**AIM OF THE EXERCISE:** Rewrite the data below, putting "Locate" wherever "Point out" appears and keeping everything else the same.
-----
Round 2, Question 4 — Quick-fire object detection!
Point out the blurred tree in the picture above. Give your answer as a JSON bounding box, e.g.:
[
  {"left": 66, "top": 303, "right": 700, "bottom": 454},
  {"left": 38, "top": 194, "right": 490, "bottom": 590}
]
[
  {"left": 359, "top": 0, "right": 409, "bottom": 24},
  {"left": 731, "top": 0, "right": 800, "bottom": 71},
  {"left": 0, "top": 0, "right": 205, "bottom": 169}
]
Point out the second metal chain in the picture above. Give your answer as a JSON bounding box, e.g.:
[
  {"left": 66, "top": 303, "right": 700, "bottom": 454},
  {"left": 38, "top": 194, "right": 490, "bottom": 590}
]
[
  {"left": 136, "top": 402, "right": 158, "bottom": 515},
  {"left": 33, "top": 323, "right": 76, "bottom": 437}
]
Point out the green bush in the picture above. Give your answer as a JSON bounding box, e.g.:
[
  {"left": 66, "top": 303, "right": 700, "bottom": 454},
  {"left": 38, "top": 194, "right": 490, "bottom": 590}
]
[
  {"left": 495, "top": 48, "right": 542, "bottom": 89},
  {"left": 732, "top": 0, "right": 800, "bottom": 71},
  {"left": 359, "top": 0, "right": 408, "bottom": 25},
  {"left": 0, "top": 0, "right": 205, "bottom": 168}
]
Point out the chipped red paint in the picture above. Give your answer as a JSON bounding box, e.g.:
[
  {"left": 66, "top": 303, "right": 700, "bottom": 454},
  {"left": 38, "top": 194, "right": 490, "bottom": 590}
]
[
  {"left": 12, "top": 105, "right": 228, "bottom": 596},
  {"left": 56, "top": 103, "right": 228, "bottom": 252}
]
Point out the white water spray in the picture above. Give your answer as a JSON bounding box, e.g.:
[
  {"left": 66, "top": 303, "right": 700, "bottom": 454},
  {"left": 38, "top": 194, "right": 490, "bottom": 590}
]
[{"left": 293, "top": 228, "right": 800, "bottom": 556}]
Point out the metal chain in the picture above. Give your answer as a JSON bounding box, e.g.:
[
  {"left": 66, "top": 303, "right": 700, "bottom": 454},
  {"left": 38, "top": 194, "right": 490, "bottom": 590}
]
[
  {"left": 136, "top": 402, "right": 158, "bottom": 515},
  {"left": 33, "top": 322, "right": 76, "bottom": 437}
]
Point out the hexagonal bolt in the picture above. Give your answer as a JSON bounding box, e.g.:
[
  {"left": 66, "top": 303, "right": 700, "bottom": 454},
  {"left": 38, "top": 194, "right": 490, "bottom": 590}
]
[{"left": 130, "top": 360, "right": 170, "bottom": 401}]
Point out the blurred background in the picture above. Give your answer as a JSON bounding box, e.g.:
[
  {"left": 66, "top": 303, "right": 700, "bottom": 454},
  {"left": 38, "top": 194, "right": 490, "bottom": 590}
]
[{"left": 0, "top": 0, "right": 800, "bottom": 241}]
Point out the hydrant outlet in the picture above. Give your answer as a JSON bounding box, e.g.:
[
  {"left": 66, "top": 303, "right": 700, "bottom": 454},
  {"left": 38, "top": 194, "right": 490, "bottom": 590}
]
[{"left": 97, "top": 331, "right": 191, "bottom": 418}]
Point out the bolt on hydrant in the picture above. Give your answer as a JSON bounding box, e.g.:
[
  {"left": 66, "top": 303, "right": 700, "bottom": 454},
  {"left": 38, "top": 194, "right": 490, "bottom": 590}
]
-----
**RIGHT ANSWER:**
Round 2, Question 4 — Quick-fire object detection!
Locate the blurred tree in the picture above. Give your answer as a JSON bounding box, e.g.:
[
  {"left": 66, "top": 303, "right": 700, "bottom": 454},
  {"left": 38, "top": 194, "right": 490, "bottom": 590}
]
[
  {"left": 359, "top": 0, "right": 409, "bottom": 24},
  {"left": 731, "top": 0, "right": 800, "bottom": 71},
  {"left": 0, "top": 0, "right": 205, "bottom": 169}
]
Locate the second metal chain in the picture above. Give your answer as a JSON bounding box, e.g.:
[
  {"left": 66, "top": 303, "right": 700, "bottom": 454},
  {"left": 38, "top": 194, "right": 490, "bottom": 590}
]
[
  {"left": 136, "top": 402, "right": 158, "bottom": 515},
  {"left": 33, "top": 323, "right": 76, "bottom": 437}
]
Locate the green bush in the picture above. Give your answer as a JSON bounding box, e.g.:
[
  {"left": 66, "top": 303, "right": 700, "bottom": 454},
  {"left": 38, "top": 194, "right": 490, "bottom": 590}
]
[
  {"left": 495, "top": 48, "right": 542, "bottom": 89},
  {"left": 732, "top": 0, "right": 800, "bottom": 71},
  {"left": 359, "top": 0, "right": 408, "bottom": 25},
  {"left": 0, "top": 0, "right": 205, "bottom": 168}
]
Locate the chipped red paint in the picture above. Give your answer as a JSON bounding box, e.g.:
[
  {"left": 66, "top": 303, "right": 700, "bottom": 454},
  {"left": 38, "top": 194, "right": 490, "bottom": 590}
]
[
  {"left": 12, "top": 105, "right": 228, "bottom": 596},
  {"left": 56, "top": 103, "right": 228, "bottom": 252}
]
Locate the white water spray in the picture above. Give your answer as a JSON bounding box, e.g.:
[
  {"left": 66, "top": 303, "right": 700, "bottom": 454},
  {"left": 38, "top": 194, "right": 490, "bottom": 590}
]
[{"left": 293, "top": 228, "right": 800, "bottom": 556}]
Locate the metal chain in the picture above. Give your answer as a JSON bounding box, e.g.:
[
  {"left": 66, "top": 303, "right": 700, "bottom": 454},
  {"left": 38, "top": 194, "right": 490, "bottom": 590}
]
[
  {"left": 136, "top": 402, "right": 158, "bottom": 515},
  {"left": 33, "top": 322, "right": 76, "bottom": 437}
]
Locate the hexagonal bolt in the picture above. Give your answer as a JSON bounding box, e.g.:
[
  {"left": 66, "top": 303, "right": 700, "bottom": 454},
  {"left": 38, "top": 194, "right": 490, "bottom": 590}
]
[{"left": 130, "top": 360, "right": 170, "bottom": 401}]
Locate the blurred background in the picture above. Give your answer as a JSON bounding box, e.g.:
[
  {"left": 66, "top": 303, "right": 700, "bottom": 454},
  {"left": 38, "top": 194, "right": 490, "bottom": 590}
]
[{"left": 0, "top": 0, "right": 800, "bottom": 241}]
Locate the hydrant outlet in the picture above. Give your answer as a JSON bounding box, e.g.:
[
  {"left": 66, "top": 303, "right": 700, "bottom": 454},
  {"left": 38, "top": 194, "right": 490, "bottom": 590}
]
[{"left": 97, "top": 331, "right": 191, "bottom": 418}]
Locate the bolt on hydrant in the picture above. Give your answer as a JSON bounding box, e.g.:
[
  {"left": 66, "top": 303, "right": 700, "bottom": 454},
  {"left": 38, "top": 194, "right": 490, "bottom": 590}
]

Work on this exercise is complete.